* Records shown *
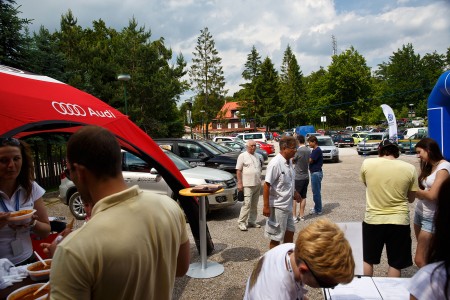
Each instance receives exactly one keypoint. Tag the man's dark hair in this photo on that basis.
(313, 139)
(287, 141)
(389, 150)
(97, 149)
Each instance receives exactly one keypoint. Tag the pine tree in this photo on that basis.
(14, 44)
(247, 98)
(292, 91)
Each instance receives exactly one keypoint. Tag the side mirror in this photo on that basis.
(202, 155)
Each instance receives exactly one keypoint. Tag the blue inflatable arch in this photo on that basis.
(439, 114)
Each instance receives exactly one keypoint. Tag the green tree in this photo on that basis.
(14, 42)
(292, 92)
(349, 84)
(317, 95)
(247, 96)
(206, 76)
(402, 78)
(267, 96)
(45, 57)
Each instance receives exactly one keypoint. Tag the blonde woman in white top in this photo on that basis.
(434, 170)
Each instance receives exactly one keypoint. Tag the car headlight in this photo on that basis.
(219, 182)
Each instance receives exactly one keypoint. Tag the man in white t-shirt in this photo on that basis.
(278, 194)
(248, 173)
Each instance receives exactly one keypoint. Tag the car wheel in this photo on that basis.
(76, 206)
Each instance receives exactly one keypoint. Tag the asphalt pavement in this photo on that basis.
(343, 197)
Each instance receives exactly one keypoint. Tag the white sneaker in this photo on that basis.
(242, 227)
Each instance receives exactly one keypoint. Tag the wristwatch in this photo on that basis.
(32, 225)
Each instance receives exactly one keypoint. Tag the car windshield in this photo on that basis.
(210, 148)
(221, 148)
(374, 137)
(325, 142)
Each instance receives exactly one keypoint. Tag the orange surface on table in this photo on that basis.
(187, 192)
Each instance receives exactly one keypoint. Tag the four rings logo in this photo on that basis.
(76, 110)
(69, 109)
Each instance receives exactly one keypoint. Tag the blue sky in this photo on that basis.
(375, 28)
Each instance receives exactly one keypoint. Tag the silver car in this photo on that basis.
(329, 150)
(136, 171)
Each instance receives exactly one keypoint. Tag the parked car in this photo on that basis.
(371, 142)
(343, 140)
(411, 131)
(226, 149)
(358, 137)
(269, 148)
(223, 138)
(329, 150)
(239, 145)
(137, 171)
(312, 134)
(256, 136)
(418, 122)
(409, 145)
(201, 153)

* What is expected *
Convert every row above into a JSON list of strings, one string per line, with blank lines and the pictures omitted.

* Exercise response *
[
  "Each instance receives exactly one keypoint. Tag the man's dark hair in this photo on that basis.",
  "(313, 139)",
  "(287, 141)",
  "(389, 150)",
  "(97, 149)",
  "Each instance receives exactly one keypoint. Tag the pine tree in this photo on that basis.",
  "(14, 44)",
  "(247, 98)",
  "(292, 91)",
  "Each instance receives exactly one keypoint. Tag the side mirror in this photo on that basis.",
  "(202, 155)",
  "Each instance receives exactly one keypoint. Tag the blue inflatable arch in this photo on that basis.",
  "(439, 114)",
  "Each instance receives exactly one keypoint. Tag the green tree in this photo on that basis.",
  "(14, 42)",
  "(292, 92)",
  "(349, 84)",
  "(317, 95)",
  "(247, 96)",
  "(206, 76)",
  "(402, 78)",
  "(267, 96)",
  "(45, 57)",
  "Each instance receives exactly one keypoint. Tag the blonde woman in white top in this photo on that basis.",
  "(434, 170)",
  "Each instance receives exactly one keypoint. Tag the car headlight in this photo on that basis.",
  "(219, 182)",
  "Each instance receives exactly one keypoint. Tag the man in white t-shirt in this photo on that basis.",
  "(278, 194)",
  "(248, 173)",
  "Each instance receives exactly one keypoint. Tag the car wheel in this photo on that basis.",
  "(76, 206)",
  "Each instance receives exactly one keypoint. Tag the asphalt pavement in this photo on that basis.",
  "(343, 197)",
  "Each instance receives exactly one keypoint. Tag the white sneaker in this photo on that basis.",
  "(242, 227)",
  "Each instance receives exactly one keypoint. Tag the wristwatch in this photo on that basis.",
  "(32, 225)",
  "Each instance receives exactly one keypoint. Tag the car windshield in this photo on that basis.",
  "(210, 148)",
  "(221, 148)",
  "(374, 137)",
  "(325, 142)",
  "Each instance receives exactly one keypoint. Tag the orange surface on table in this photo on that basis.",
  "(187, 192)",
  "Each instance receives exactly one keypoint. Tag the four rings logo in this photo on that basis.",
  "(76, 110)",
  "(69, 109)",
  "Each instance receives exactly one keypoint. Tag the blue sky in this photo on that basis.",
  "(375, 28)",
  "Each instance receives exactly one keypoint. Tag the silver car in this photo on that basis.",
  "(329, 150)",
  "(136, 171)",
  "Each instance receives exactly one keypoint. Tag the parked car in this photo on that basis.",
  "(371, 142)",
  "(343, 140)",
  "(411, 131)",
  "(226, 149)",
  "(358, 137)",
  "(269, 148)",
  "(223, 138)",
  "(329, 150)",
  "(239, 145)",
  "(137, 171)",
  "(312, 134)",
  "(256, 136)",
  "(418, 122)",
  "(409, 145)",
  "(201, 153)"
]